Which lines below contain the string "label", with case counting? Copy each such line in full.

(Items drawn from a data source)
-=-=-=-=-

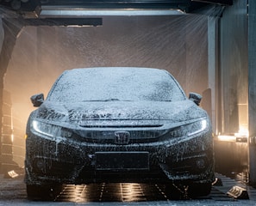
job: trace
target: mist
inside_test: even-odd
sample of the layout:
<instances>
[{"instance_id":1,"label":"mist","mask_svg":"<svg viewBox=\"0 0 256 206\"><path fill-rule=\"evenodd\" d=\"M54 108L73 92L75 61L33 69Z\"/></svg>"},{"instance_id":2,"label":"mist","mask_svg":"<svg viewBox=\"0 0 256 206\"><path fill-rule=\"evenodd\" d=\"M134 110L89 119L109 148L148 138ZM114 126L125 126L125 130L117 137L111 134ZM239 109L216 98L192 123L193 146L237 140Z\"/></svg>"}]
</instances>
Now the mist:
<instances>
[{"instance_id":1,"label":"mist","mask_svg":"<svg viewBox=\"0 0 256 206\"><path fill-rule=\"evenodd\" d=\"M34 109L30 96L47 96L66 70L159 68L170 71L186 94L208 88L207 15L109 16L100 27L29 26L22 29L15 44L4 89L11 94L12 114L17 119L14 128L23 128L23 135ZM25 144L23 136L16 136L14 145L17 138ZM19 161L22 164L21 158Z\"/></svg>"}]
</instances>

-=-=-=-=-

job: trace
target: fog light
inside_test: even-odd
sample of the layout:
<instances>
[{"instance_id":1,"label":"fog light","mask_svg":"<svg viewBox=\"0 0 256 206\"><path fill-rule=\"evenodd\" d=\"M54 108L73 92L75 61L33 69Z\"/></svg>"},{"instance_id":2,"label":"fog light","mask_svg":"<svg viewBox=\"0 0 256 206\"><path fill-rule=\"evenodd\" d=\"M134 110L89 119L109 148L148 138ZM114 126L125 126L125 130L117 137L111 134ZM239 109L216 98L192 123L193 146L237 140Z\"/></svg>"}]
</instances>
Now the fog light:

-=-=-=-=-

Task output -
[{"instance_id":1,"label":"mist","mask_svg":"<svg viewBox=\"0 0 256 206\"><path fill-rule=\"evenodd\" d=\"M54 108L73 92L75 61L33 69Z\"/></svg>"},{"instance_id":2,"label":"mist","mask_svg":"<svg viewBox=\"0 0 256 206\"><path fill-rule=\"evenodd\" d=\"M134 110L89 119L109 148L148 138ZM114 126L125 126L125 130L117 137L111 134ZM239 109L216 98L192 123L193 146L237 140Z\"/></svg>"}]
[{"instance_id":1,"label":"mist","mask_svg":"<svg viewBox=\"0 0 256 206\"><path fill-rule=\"evenodd\" d=\"M34 109L30 96L47 96L66 70L159 68L170 71L186 94L208 88L207 15L109 16L100 27L29 26L22 29L15 44L4 89L11 94L12 114L17 119L14 128L23 128L23 135ZM25 144L23 136L16 136L14 145L17 138ZM19 161L22 164L21 158Z\"/></svg>"}]
[{"instance_id":1,"label":"fog light","mask_svg":"<svg viewBox=\"0 0 256 206\"><path fill-rule=\"evenodd\" d=\"M54 108L73 92L75 61L33 69Z\"/></svg>"},{"instance_id":2,"label":"fog light","mask_svg":"<svg viewBox=\"0 0 256 206\"><path fill-rule=\"evenodd\" d=\"M134 110L89 119L109 148L148 138ZM114 126L125 126L125 130L117 137L111 134ZM239 109L216 98L192 123L193 146L237 140Z\"/></svg>"}]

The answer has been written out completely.